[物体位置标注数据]
○ ○ ○ ○ ○

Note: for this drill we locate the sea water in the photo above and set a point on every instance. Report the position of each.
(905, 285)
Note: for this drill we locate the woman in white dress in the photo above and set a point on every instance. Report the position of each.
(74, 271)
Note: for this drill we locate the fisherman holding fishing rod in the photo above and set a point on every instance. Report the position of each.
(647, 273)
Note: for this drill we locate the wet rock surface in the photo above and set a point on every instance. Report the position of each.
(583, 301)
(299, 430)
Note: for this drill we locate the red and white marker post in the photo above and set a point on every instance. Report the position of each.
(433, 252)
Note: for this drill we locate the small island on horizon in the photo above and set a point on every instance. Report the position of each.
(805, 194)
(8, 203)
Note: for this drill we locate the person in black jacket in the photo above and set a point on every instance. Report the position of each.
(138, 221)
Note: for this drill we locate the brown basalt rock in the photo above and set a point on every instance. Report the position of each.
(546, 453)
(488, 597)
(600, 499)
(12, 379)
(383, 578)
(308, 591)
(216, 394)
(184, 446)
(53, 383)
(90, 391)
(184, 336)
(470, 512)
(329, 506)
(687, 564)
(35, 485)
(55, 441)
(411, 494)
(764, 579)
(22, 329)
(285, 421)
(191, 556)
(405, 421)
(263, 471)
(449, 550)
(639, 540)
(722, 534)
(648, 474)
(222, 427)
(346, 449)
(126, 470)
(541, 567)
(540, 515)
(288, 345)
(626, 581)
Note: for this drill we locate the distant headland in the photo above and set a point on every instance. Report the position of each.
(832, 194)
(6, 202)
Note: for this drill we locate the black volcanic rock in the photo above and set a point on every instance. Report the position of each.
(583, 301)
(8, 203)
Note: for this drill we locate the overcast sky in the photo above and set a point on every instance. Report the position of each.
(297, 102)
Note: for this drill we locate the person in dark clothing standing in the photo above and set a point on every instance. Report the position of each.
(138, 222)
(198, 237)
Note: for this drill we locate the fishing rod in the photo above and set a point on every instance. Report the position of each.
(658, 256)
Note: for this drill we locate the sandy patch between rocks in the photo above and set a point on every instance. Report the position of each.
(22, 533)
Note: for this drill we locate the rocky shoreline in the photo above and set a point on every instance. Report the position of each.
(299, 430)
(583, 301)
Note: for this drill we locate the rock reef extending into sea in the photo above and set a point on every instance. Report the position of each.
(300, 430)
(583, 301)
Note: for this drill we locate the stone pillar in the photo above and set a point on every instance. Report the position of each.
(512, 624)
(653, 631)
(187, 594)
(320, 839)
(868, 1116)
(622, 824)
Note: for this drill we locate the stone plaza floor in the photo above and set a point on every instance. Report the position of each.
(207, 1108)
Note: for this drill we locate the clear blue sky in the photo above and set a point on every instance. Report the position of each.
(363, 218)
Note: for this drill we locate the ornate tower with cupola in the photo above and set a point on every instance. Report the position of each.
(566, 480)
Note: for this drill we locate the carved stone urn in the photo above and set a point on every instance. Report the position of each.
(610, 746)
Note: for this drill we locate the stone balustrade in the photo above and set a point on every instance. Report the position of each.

○ ○ ○ ○ ○

▶ _任务要求_
请缩放上方条目中从含有“Note: for this drill we locate the fishing”的那一行起直至条目末尾（首尾两行均包括在内）的部分，仅重新写出这一段，其中的说明文字一并照录。答案中的每个坐标数值均乘以2.6，并四舍五入为整数（逢0.5向上进位）。

▶ _完成结果_
Note: for this drill we locate the fishing rod in the photo above and set a point on every instance. Report the position of each.
(1711, 666)
Note: for this drill we locate the sandy patch between rocks in the photo above and set a point on every instance. Report the position of each.
(57, 1386)
Note: for this drill we locate the rocky shoreline in the photo above and set a point on every instance. Report the position of each.
(777, 1118)
(1516, 783)
Note: for this drill we locate the rock reef extending into sea in the photo above and set a point on every instance. Report the position of each.
(780, 1118)
(1516, 783)
Note: for this drill we locate the stone pillar in the photo above and set a point on every instance. Report the position of each.
(1331, 1622)
(1698, 1641)
(486, 1544)
(832, 2181)
(2257, 2902)
(1617, 2142)
Note: for this drill we locate the stone plaza floor in the photo above and set a point on every instance. Report the position of each.
(538, 2881)
Note: for this drill we locate the clear blue sky in the photo above and set a point on every instance. Report the position of each.
(944, 567)
Note: for this drill we locate the ornate tower with cupola in the photo above and set a point on every instance. Report the position of each.
(1472, 1248)
Note: for this drill we locate the carved stone urn in the photo above and set a point on every instance. Report the position of each.
(1586, 1940)
Note: for this drill we locate the stone balustrade in the photo above and set a point on every instance. Report the position of each.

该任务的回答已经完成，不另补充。